STORED DATA
┏━━

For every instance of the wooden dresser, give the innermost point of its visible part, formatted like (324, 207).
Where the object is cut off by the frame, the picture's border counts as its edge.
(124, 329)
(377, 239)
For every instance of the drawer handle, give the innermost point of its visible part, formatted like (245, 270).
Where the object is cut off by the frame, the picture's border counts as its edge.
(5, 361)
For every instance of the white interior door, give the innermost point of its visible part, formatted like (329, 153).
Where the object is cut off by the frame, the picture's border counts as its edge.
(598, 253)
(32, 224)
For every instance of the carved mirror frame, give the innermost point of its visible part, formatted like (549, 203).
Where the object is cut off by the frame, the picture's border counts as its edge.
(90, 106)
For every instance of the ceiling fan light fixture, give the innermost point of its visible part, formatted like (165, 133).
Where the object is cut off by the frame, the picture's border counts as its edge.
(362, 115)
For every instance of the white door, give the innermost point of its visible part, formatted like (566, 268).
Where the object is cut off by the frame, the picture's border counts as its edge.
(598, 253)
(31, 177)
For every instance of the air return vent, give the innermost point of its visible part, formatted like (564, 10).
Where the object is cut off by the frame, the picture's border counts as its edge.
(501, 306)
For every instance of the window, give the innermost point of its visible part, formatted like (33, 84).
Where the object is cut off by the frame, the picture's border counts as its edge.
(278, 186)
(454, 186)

┗━━

WORK ITEM
What lines in the data above contain the word "white"? Copy them all.

SOLUTION TO THIS TASK
For every instance of the white interior door, give the innermost point of its visible part, formatted like (329, 153).
For every instance of the white door, give the innermost point of its visible part, formatted like (566, 268).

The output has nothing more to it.